#### [EXERCISE MATERIALS]
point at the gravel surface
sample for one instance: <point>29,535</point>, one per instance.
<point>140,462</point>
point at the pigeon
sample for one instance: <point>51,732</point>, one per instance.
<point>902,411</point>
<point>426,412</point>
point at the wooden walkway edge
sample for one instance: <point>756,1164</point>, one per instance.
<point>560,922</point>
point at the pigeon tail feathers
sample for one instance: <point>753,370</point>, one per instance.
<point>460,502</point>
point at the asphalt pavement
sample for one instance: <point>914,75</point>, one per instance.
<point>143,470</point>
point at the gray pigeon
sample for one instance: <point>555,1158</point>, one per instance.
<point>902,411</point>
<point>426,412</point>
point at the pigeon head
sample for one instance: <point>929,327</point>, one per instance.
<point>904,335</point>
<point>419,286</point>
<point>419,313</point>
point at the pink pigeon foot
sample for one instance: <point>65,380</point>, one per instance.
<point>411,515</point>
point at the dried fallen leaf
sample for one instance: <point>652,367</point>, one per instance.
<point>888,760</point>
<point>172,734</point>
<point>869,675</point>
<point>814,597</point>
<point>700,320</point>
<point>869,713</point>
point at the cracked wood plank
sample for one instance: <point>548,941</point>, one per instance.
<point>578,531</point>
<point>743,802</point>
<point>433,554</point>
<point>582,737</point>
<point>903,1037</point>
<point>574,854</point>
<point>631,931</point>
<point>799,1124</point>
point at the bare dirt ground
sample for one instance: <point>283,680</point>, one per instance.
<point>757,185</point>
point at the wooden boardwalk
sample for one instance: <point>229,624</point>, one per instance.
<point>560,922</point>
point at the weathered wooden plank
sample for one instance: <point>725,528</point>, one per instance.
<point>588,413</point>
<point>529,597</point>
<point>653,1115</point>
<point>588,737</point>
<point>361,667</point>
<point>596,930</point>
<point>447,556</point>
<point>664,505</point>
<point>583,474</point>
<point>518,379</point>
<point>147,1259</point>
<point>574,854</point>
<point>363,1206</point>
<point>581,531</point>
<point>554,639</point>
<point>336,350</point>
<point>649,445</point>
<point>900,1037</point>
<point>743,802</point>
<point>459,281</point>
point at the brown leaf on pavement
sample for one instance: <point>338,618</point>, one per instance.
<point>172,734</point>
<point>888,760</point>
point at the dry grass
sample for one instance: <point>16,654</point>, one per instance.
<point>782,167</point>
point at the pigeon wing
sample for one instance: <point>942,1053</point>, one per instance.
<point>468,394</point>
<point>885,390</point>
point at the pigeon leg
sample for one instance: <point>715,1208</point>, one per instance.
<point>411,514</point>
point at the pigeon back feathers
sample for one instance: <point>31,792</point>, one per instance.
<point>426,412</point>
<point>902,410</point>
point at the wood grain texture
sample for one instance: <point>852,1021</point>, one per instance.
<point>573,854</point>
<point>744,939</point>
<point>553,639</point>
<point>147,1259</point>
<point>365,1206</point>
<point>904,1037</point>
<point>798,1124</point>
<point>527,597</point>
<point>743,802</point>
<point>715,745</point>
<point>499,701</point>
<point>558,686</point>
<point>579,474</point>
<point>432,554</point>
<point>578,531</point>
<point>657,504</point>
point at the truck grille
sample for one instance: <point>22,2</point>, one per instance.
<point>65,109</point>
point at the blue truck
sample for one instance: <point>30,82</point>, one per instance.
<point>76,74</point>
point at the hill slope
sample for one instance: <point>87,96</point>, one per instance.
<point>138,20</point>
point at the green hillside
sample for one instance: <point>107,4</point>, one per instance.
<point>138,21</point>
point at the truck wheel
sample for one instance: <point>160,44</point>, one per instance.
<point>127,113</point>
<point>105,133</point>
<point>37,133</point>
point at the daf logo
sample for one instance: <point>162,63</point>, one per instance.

#### [EXERCISE DETAILS]
Please copy out the records above, swapping "gravel surface" for "gravel path" and leaving everything else the same.

#### [TASK ANSWER]
point at the gravel path
sample for one instance: <point>29,535</point>, one per instance.
<point>140,462</point>
point at the pigeon
sample for one instance: <point>51,732</point>, one per instance.
<point>902,411</point>
<point>426,412</point>
point at the wooden walkway edge
sample for one instance: <point>756,1164</point>, one per instance.
<point>560,922</point>
point at the pigeon tail feathers
sample for one instance: <point>753,370</point>, one per instance.
<point>460,502</point>
point at the asphalt pavement
sample for one instance: <point>914,75</point>, one per instance.
<point>143,470</point>
point at the gray pigeon
sample for one instance: <point>555,1158</point>, one per instance.
<point>902,411</point>
<point>426,412</point>
point at the pigeon head
sample for one instance: <point>929,327</point>, one per instance.
<point>904,335</point>
<point>419,286</point>
<point>419,313</point>
point at the pink pigeon foot
sample for one instance: <point>65,380</point>, one per instance.
<point>411,515</point>
point at the dried fallen leaf
sample for one instance: <point>652,367</point>, one per instance.
<point>888,760</point>
<point>172,734</point>
<point>869,675</point>
<point>814,597</point>
<point>700,320</point>
<point>869,713</point>
point at the cracked wood plank
sample for one instance: <point>548,941</point>, one per instance.
<point>578,531</point>
<point>743,802</point>
<point>433,554</point>
<point>582,737</point>
<point>903,1037</point>
<point>574,854</point>
<point>631,931</point>
<point>799,1124</point>
point at the bare dirt ground
sample for one instance: <point>283,680</point>, one per instance.
<point>757,185</point>
point at the wooden boardwalk
sample for one instance: <point>229,624</point>, one per instance.
<point>560,922</point>
point at the weathered wooden plank
sample for one instance: <point>725,528</point>, one per instance.
<point>588,413</point>
<point>529,597</point>
<point>653,1115</point>
<point>588,737</point>
<point>361,667</point>
<point>596,930</point>
<point>447,556</point>
<point>664,505</point>
<point>583,474</point>
<point>518,379</point>
<point>147,1259</point>
<point>574,854</point>
<point>363,1206</point>
<point>581,531</point>
<point>554,639</point>
<point>336,350</point>
<point>649,445</point>
<point>900,1037</point>
<point>743,802</point>
<point>459,281</point>
point at the brown leaf on pavement
sample for one instance: <point>338,618</point>, one per instance.
<point>172,734</point>
<point>888,760</point>
point at the dry grass
sample for one instance: <point>16,654</point>, one per instance.
<point>782,167</point>
point at the pigeon wing
sample for one instance: <point>942,1053</point>, one per instance.
<point>468,394</point>
<point>885,390</point>
point at the pigeon leg
sample for one instance: <point>715,1208</point>, one per instance.
<point>411,514</point>
point at the pigeon back feathers
sample for one instance: <point>31,792</point>, one per instance.
<point>426,412</point>
<point>902,410</point>
point at the wood grain texture
sample for one instance: <point>852,1021</point>, one per instance.
<point>573,854</point>
<point>744,939</point>
<point>553,639</point>
<point>147,1259</point>
<point>365,1206</point>
<point>904,1037</point>
<point>798,1124</point>
<point>527,597</point>
<point>743,802</point>
<point>715,745</point>
<point>499,701</point>
<point>558,686</point>
<point>579,474</point>
<point>432,554</point>
<point>578,531</point>
<point>657,504</point>
point at the truck grille
sample for one instance: <point>22,2</point>, one per instance.
<point>65,109</point>
point at the blue truck
sample for one instance: <point>30,82</point>, one per instance.
<point>76,74</point>
point at the hill slope
sample for one instance: <point>87,96</point>, one per instance.
<point>138,20</point>
point at the green hillside
sample for one instance: <point>107,4</point>, one per instance.
<point>138,21</point>
point at the truck wheel
sample for one instance: <point>160,44</point>, one per instance.
<point>127,113</point>
<point>105,133</point>
<point>37,133</point>
point at the daf logo
sample for one instance: <point>162,63</point>, one per instance.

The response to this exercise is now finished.